PROVIDED RECORDS Block Start

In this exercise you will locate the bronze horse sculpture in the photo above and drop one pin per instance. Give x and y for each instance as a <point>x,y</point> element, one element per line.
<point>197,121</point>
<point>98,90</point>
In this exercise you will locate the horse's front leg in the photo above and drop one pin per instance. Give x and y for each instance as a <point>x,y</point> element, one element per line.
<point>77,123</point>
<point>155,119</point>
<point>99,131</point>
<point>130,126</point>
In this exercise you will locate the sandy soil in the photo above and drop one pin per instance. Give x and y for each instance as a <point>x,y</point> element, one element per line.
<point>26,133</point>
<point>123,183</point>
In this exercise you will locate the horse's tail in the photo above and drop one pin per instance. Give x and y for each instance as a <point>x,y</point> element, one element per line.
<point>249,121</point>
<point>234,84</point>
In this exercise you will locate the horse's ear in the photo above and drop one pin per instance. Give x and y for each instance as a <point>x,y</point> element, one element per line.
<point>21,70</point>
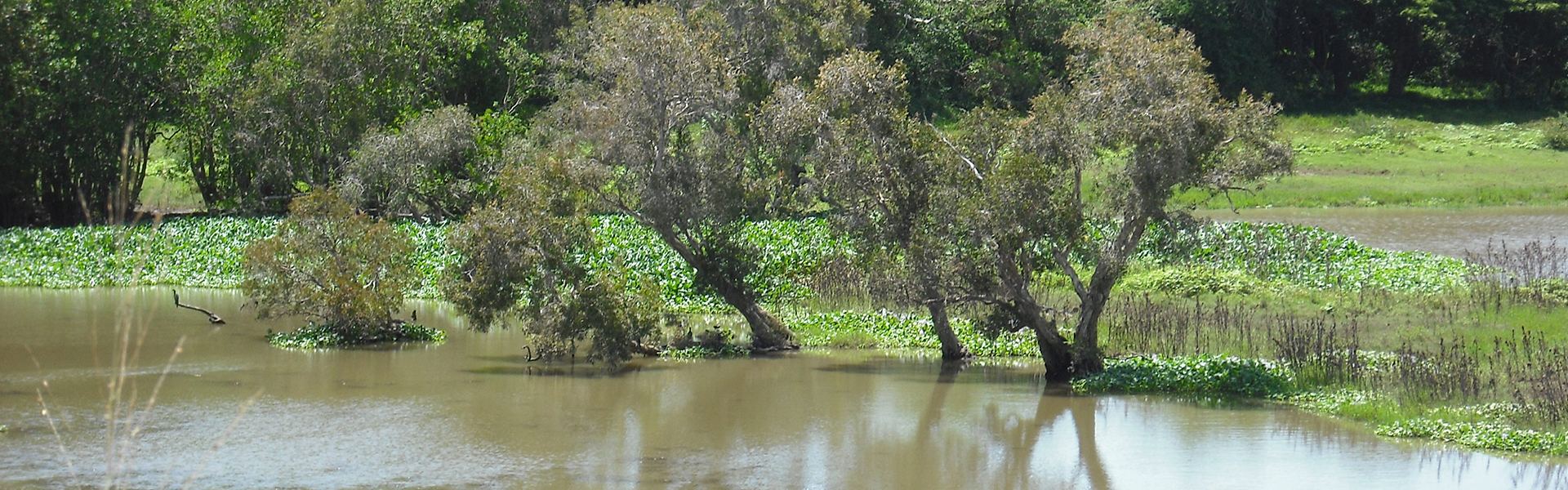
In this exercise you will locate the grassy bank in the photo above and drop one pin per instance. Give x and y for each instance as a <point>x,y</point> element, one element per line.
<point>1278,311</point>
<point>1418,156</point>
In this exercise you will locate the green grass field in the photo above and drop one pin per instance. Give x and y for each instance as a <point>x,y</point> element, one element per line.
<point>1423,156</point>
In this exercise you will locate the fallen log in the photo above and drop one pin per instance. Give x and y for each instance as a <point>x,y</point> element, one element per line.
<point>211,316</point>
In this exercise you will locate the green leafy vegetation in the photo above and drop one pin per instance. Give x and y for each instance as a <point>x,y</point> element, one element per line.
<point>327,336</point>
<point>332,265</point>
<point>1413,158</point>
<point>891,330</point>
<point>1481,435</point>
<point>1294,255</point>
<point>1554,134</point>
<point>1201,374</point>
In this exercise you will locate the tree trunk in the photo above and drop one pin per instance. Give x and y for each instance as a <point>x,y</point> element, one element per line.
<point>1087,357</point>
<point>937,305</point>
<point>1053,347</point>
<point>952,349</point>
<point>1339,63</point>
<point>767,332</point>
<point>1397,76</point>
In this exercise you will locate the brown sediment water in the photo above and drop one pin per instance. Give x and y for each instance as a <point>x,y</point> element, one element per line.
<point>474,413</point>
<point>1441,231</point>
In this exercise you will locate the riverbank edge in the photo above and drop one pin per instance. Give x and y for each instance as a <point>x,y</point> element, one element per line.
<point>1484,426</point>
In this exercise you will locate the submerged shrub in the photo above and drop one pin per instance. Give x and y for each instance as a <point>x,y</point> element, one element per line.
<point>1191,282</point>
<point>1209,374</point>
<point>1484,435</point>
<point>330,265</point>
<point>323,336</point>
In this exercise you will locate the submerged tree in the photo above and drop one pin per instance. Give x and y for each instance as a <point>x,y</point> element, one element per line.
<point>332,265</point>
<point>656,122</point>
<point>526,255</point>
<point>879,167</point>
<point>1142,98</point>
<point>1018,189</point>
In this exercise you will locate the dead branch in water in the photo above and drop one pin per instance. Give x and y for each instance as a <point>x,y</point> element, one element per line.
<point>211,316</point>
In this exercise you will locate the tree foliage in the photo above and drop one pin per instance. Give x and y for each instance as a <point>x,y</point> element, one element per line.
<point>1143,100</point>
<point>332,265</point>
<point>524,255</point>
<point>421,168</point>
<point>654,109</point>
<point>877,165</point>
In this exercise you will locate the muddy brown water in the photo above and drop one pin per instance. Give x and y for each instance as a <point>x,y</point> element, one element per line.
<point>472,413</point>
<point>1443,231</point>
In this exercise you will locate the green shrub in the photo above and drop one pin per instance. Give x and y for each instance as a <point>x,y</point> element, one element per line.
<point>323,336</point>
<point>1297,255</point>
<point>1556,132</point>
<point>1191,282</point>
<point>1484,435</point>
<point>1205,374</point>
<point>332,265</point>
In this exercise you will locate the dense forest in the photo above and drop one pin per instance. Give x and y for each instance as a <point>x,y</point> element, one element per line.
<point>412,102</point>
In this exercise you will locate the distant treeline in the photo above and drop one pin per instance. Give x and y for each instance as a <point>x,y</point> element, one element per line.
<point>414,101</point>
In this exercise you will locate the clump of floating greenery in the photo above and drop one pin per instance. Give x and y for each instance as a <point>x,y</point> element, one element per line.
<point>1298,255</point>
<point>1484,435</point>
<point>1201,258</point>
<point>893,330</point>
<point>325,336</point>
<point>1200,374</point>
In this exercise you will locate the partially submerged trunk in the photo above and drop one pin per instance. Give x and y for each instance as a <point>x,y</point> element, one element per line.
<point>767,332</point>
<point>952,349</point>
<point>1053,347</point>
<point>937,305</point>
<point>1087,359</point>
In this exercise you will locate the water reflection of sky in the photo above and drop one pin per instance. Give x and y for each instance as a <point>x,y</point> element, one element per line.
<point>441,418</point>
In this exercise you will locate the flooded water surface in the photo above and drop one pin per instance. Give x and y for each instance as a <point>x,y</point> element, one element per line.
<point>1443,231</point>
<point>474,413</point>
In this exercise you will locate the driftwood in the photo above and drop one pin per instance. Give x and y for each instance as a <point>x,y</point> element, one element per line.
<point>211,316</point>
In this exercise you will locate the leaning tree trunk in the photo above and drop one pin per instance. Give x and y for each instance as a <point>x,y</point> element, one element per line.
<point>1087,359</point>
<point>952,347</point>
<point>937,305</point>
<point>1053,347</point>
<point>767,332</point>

PROVIDED RECORDS Block End

TASK TO CARRY OUT – All of the data above should be printed again exactly, though none of the pictures belong in the copy.

SOLUTION TO THE EXERCISE –
In this exercise you will locate the bronze horse sculpture in the photo above and drop one pin per instance. Give x and y for each instance as a <point>x,y</point> element, one element per line.
<point>197,121</point>
<point>98,90</point>
In this exercise you will locate the horse's front leg in the photo above and drop one pin per instance. Give x and y for each instance as a <point>x,y</point> element, one element per line.
<point>77,123</point>
<point>155,119</point>
<point>99,131</point>
<point>130,126</point>
In this exercise you will locate the sandy soil in the photo above and drop one pin per instance. Give x and y for each instance as a <point>x,y</point> element, one element per line.
<point>26,133</point>
<point>123,183</point>
In this exercise you will locate the horse's tail in the photo above and drop one pin per instance. Give x and y for each instance as a <point>x,y</point> element, one element per line.
<point>249,121</point>
<point>234,84</point>
In this exercise you will locate the horse's ear in the photo above and drop one pin per instance. Give x and y for each instance as a <point>x,y</point> element, one element per line.
<point>21,70</point>
In this exercise you will locate the grassy bank in the photo above and drop one pin per instance. Give x and y for each instance as a <point>x,y</point> element, one element per line.
<point>1278,311</point>
<point>1418,156</point>
In this exercise you will locate the green grass field in the photo above and drop one pin per instance. Give x and y for each instance as a <point>x,y</point> element, one element per line.
<point>1423,156</point>
In this exercise you will locate the fallen log in the photo above and drop one pin per instance. Give x and y for each instance as a <point>x,y</point> element, one element per line.
<point>211,316</point>
In this exercise you will locate the green leafy vegetation in the photo above and drop one pin per instance. Give x and y for each instance as a <point>x,y</point> element, one element per line.
<point>327,336</point>
<point>332,265</point>
<point>1413,158</point>
<point>891,330</point>
<point>1481,435</point>
<point>1294,255</point>
<point>1554,134</point>
<point>1201,374</point>
In this exercise you will locate the tree trunk in the photo above and drop one pin per instance. Give x and y for each instance as a <point>x,y</point> element, one element per line.
<point>1087,357</point>
<point>937,305</point>
<point>1053,347</point>
<point>952,349</point>
<point>1339,63</point>
<point>767,332</point>
<point>1397,76</point>
In this exercise you will locate the brown sediment water in the photo above and drop one pin per instance. Give x and y for each instance as a <point>x,y</point> element, one element per line.
<point>474,413</point>
<point>1441,231</point>
In this exercise you will locate the riverbank edge in the photo above and drop one pin per instance. Give x and y for each instance as a <point>x,y</point> element, one element per line.
<point>1484,426</point>
In this exercise you will locate the submerged shrub in the photo above and drop one pin per instance. Give x and y for each instance as a <point>x,y</point> element, one element per line.
<point>1191,282</point>
<point>1209,374</point>
<point>1484,435</point>
<point>330,265</point>
<point>323,336</point>
In this exercise you will locate the submerged tree in the photo above and drop one pin per instance. Give x and y for each instance as a <point>x,y</point> element, one element per line.
<point>332,265</point>
<point>656,122</point>
<point>526,255</point>
<point>879,167</point>
<point>1142,98</point>
<point>1018,189</point>
In this exercise you will locate the dead branch in water in the photo above and drop one pin per instance. Give x and y for each instance as a <point>x,y</point> element, one element per line.
<point>211,316</point>
In this exercise you will locate the tree foliage in the photo above and drop one pin per instance. Give x and y for each instance as a <point>x,y</point> element, one element per line.
<point>1143,100</point>
<point>332,265</point>
<point>524,255</point>
<point>421,168</point>
<point>654,109</point>
<point>877,165</point>
In this exercise you will locate the muddy brown water in the photo above and drop one pin per instance. Give x and y for each instance as a <point>x,y</point> element, one element per line.
<point>472,413</point>
<point>1443,231</point>
In this exercise you will locate the green shrub in the photo above and drop one pin per instance. Give x and y for each instance as a <point>x,y</point> element, one element per line.
<point>323,336</point>
<point>1297,255</point>
<point>1556,132</point>
<point>1191,282</point>
<point>1484,435</point>
<point>1205,374</point>
<point>332,265</point>
In this exercise you will locate the dense forest in the photo above and drop one pin per instance. Give x and y for each instance as a <point>x,y</point> element, one element per line.
<point>412,102</point>
In this exercise you will locate the distant treeline in the photo above and drop one pin per instance. Give x and y for each instance as a <point>x,y</point> element, one element per line.
<point>414,101</point>
In this exercise you will locate the clump of floating greenery in the photo above and drop one pin per instance. Give x and y for each instance as a <point>x,y</point> element, one element per line.
<point>1298,255</point>
<point>1484,435</point>
<point>1201,258</point>
<point>893,330</point>
<point>325,336</point>
<point>1200,374</point>
In this exercise you will locate the partially submerged trunk in the photo above and drop one pin per instance. Give x and y for each instance as a <point>x,y</point> element, one element per line.
<point>767,332</point>
<point>952,349</point>
<point>1053,347</point>
<point>937,305</point>
<point>1087,359</point>
In this exercise you will locate the water reflection of sky in the photo above and drop one pin per instance. Give x and y for each instance as a <point>x,y</point> element, one element per line.
<point>441,418</point>
In this exercise you will locate the flooded water surface in the photo above and drop one pin per instance. Give x and y for each instance as a <point>x,y</point> element, one element per line.
<point>1443,231</point>
<point>474,413</point>
In this exercise you will locate the driftwood in the photo above and drop one pin per instance. Give x and y for each instance as a <point>x,y</point> element, one element per line.
<point>211,316</point>
In this exercise you will locate the leaning tree trunk in the photo above and drop one pin per instance. Give x and y for each instance as a <point>x,y</point> element, one element per line.
<point>1087,359</point>
<point>952,347</point>
<point>937,305</point>
<point>1053,347</point>
<point>767,332</point>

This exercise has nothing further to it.